Safety guidelines for TMS delivery suggest screening participants for consumption of alcohol and drugs that lower seizure thresholds [4]. However, there are no official guidelines regarding the screening of other common, recreational substances including cannabis, nicotine and caffeine. At present, it is unclear whether or how short-and long-term use of these substances are capable of inducing changes in neuronal excitability that is reflected in TMS measures or their variability. In this review, we consider research investigating acute and chronic use of recreational substances on TMS outcome measures for the purpose of identifying knowledge gaps that, if filled, may lead to new guidelines to improve the reliability and safety of TMS research. In this review, our use of the term “chronic use” refers to those with current or previous addiction or substance abuse. The review focuses on recreational substance use of alcohol, cannabis, caffeine and nicotine, and their impact on measures of corticospinal and cortical excitability.
2. Methods
A literature search was conducted using PubMed and EMBASE electronic databases from 1980 through August 2020. Separate searches were conducted for each substance of alcohol, cannabis, nicotine, and caffeine. The following search terms were used:
(transcranial magnetic stimulation) AND ((alcohol) or (alcoholism) or (ethanol));
(transcranial magnetic stimulation) AND ((nicotine) or (tobacco));
(transcranial magnetic stimulation) AND (caffeine);
(transcranial magnetic stimulation) AND ((cannabis) or (THC) or (marijuana)).
Inclusion/Exclusion Criteria
Selected studies were required to meet the following inclusion criteria:
Studies assessed one or more of the following TMS measures: motor-evoked potential (MEP), resting motor threshold (RMT), active motor threshold (AMT), short-interval intracortical inhibition (SICI), intracortical facilitation (ICF), short-interval intracortical facilitation (SICF), long-interval intracortical inhibition (LICI), interhemispheric inhibition (IHI), short-latency afferent inhibition (SAI), long-latency afferent inhibition (LAI), cortical silent period (CSP), ipsilateral silent period (iSP), or TMS-evoked electroencephalography (EEG) potentials.
Primary research articles (i.e., original research) only.
Article was written in English.
Studies assessing the influence of neuroplasticity-inducing protocols (e.g., repetitive transcranial magnetic stimulation, rTMS; paired associative stimulation, PAS; transcranial direct current stimulation, tDCS) on cravings or symptoms relating to chronic substance use were excluded as this was outside the scope of this review. For reviews on this topic, refer to Gorelick et al. [5], Hanlon et al. [6], Hauer et al. [7], or Mostafavi et al. [8]. Further, studies assessing the influence of substance use on the magnitude of corticospinal change following neuroplasticity-inducing protocols were excluded. Refer to Figure 2 for the Preferred Reporting Items for Systematic Reviews and Meta-Analyses (PRISMA) flow diagram. Details of all studies considered in this review are found in Table S1.

[Spatial localization data]
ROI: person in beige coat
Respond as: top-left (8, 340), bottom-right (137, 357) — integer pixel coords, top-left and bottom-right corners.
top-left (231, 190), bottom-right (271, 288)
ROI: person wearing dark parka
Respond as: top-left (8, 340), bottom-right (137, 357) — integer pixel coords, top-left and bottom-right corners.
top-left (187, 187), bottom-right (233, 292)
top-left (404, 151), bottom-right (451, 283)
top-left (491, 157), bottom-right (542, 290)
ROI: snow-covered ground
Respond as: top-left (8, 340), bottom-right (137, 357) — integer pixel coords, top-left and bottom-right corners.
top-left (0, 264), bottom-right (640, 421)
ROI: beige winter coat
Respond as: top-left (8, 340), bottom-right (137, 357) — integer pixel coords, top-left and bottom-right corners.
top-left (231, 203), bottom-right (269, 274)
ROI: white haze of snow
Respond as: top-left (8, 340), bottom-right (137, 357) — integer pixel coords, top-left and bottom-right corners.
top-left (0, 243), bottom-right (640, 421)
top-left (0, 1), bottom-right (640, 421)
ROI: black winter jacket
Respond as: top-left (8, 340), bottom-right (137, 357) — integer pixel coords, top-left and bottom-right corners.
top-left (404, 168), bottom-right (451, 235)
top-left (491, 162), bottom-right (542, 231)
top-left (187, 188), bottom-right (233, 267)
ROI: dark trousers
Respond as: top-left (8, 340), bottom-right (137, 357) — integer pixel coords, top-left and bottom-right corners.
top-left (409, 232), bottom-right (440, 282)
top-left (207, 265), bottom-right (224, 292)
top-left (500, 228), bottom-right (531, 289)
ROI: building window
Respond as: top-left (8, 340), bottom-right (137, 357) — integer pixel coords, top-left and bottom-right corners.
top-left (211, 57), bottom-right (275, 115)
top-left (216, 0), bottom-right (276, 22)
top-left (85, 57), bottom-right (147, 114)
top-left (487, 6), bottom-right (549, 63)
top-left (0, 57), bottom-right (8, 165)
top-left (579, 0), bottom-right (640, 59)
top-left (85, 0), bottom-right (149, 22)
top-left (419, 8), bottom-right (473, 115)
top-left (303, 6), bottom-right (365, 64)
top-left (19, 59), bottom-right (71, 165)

### Directions
Please repeat the passage from the review excerpt above word for word, from "Article was written" to "in Table S1.".

### Result
Article was written in English.
Studies assessing the influence of neuroplasticity-inducing protocols (e.g., repetitive transcranial magnetic stimulation, rTMS; paired associative stimulation, PAS; transcranial direct current stimulation, tDCS) on cravings or symptoms relating to chronic substance use were excluded as this was outside the scope of this review. For reviews on this topic, refer to Gorelick et al. [5], Hanlon et al. [6], Hauer et al. [7], or Mostafavi et al. [8]. Further, studies assessing the influence of substance use on the magnitude of corticospinal change following neuroplasticity-inducing protocols were excluded. Refer to Figure 2 for the Preferred Reporting Items for Systematic Reviews and Meta-Analyses (PRISMA) flow diagram. Details of all studies considered in this review are found in Table S1.